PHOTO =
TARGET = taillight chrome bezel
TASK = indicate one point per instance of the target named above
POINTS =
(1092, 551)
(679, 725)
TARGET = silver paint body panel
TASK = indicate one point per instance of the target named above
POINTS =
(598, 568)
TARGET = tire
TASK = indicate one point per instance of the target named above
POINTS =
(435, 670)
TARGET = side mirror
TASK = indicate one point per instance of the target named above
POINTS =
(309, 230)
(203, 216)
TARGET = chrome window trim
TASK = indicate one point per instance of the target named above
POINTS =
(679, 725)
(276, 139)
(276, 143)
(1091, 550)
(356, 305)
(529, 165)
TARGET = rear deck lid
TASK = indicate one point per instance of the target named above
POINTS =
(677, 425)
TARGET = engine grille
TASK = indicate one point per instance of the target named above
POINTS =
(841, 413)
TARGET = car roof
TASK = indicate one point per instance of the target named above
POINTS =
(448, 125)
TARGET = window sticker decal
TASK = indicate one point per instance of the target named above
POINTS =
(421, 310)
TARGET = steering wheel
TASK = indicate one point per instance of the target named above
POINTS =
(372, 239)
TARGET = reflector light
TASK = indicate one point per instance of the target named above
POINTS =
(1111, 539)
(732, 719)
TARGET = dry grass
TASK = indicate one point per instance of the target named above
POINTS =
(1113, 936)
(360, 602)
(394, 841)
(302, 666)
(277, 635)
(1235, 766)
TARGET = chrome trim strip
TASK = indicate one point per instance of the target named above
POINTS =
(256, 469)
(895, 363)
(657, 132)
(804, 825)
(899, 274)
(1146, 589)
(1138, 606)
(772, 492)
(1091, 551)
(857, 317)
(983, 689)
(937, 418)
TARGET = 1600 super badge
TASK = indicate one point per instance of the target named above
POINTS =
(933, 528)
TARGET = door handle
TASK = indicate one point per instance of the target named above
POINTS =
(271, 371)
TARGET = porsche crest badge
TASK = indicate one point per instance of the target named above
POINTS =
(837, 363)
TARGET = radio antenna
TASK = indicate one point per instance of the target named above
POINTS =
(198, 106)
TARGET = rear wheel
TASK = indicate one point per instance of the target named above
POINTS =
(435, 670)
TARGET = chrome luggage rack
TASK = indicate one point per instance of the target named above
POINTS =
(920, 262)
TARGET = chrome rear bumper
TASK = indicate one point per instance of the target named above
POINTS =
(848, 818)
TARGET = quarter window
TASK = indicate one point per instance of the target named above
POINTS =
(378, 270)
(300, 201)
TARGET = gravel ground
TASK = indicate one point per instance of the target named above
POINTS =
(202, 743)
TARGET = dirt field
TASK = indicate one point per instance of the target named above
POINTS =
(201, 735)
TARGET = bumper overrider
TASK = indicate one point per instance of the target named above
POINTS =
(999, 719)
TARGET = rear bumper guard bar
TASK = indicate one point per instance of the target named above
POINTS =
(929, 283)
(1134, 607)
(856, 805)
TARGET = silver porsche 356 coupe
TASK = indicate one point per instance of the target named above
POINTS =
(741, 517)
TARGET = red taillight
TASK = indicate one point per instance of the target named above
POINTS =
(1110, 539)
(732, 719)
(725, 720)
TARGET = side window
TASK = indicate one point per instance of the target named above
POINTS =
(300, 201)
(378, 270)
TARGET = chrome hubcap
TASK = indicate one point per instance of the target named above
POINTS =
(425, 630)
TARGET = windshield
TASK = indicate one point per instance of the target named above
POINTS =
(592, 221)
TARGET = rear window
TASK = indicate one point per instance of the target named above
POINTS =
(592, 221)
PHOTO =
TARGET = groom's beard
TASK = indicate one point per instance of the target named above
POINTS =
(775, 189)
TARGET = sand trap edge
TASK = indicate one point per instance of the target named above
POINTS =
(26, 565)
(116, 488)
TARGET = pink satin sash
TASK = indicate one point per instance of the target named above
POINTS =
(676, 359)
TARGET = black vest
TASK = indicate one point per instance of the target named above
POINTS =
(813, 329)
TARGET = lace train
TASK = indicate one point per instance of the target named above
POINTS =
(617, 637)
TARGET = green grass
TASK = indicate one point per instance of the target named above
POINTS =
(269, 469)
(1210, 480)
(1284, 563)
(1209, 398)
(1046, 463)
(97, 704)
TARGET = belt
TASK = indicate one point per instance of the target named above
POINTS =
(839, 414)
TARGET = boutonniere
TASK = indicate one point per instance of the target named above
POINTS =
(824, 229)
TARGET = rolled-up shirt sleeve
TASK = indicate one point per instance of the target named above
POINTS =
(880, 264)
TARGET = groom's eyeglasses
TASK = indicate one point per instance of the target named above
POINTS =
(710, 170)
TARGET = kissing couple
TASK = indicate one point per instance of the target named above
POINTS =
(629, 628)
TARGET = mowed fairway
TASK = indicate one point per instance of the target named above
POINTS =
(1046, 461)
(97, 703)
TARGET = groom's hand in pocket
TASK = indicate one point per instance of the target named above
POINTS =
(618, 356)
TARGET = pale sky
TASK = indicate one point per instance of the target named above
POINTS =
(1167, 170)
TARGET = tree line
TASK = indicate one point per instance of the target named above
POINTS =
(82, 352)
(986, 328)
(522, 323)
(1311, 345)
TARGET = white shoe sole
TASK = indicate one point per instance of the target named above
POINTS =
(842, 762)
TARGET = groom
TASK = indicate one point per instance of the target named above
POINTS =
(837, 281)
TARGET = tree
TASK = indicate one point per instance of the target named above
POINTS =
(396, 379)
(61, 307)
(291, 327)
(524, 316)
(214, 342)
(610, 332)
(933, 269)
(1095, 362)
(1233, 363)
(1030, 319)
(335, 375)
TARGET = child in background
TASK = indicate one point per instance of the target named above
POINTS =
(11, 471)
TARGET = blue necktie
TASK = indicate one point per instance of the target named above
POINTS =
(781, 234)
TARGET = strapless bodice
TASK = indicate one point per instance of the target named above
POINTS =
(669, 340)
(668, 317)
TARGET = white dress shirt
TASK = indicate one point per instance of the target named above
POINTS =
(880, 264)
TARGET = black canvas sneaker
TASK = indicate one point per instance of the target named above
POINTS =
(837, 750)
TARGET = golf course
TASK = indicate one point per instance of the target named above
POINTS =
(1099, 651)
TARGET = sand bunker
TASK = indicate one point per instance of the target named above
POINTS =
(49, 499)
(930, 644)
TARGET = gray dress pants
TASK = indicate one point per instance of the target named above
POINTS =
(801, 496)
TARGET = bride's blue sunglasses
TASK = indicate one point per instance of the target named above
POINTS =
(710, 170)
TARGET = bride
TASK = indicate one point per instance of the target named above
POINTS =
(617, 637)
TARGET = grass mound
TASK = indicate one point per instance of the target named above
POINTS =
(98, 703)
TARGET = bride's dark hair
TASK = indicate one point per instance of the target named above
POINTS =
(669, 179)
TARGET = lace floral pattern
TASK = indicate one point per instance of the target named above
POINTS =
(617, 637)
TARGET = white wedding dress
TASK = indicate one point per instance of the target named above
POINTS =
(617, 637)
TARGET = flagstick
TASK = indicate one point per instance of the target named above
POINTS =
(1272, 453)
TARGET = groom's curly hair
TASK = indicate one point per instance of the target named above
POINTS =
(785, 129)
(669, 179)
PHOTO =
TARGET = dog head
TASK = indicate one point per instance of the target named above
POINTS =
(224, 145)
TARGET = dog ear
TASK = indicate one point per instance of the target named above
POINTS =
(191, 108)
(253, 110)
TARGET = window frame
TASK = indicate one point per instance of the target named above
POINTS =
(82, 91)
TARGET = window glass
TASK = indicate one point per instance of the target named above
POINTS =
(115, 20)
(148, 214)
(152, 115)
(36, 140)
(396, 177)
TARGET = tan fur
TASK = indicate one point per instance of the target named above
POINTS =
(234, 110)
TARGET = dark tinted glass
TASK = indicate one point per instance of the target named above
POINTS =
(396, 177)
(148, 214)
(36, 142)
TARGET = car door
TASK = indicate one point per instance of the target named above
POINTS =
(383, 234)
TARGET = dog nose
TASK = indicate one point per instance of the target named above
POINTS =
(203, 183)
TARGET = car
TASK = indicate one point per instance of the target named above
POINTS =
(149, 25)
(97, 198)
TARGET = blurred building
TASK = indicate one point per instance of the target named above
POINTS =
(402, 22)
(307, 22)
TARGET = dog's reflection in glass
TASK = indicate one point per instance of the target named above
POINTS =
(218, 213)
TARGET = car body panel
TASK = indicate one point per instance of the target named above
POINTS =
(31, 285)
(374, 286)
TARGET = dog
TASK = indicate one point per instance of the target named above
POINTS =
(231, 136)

(What is required): In the listing above, transcribe exactly everything from the line containing "TARGET = gravel ground" down to the line containing "TARGET = bumper overrider", including both and nothing more.

(Solution below):
TARGET = gravel ground
TASK = indicate one point per instance of the target named above
POINTS =
(202, 743)
TARGET = dirt field
TASK = indicate one point per instance of the target named above
POINTS =
(201, 735)
TARGET = bumper overrider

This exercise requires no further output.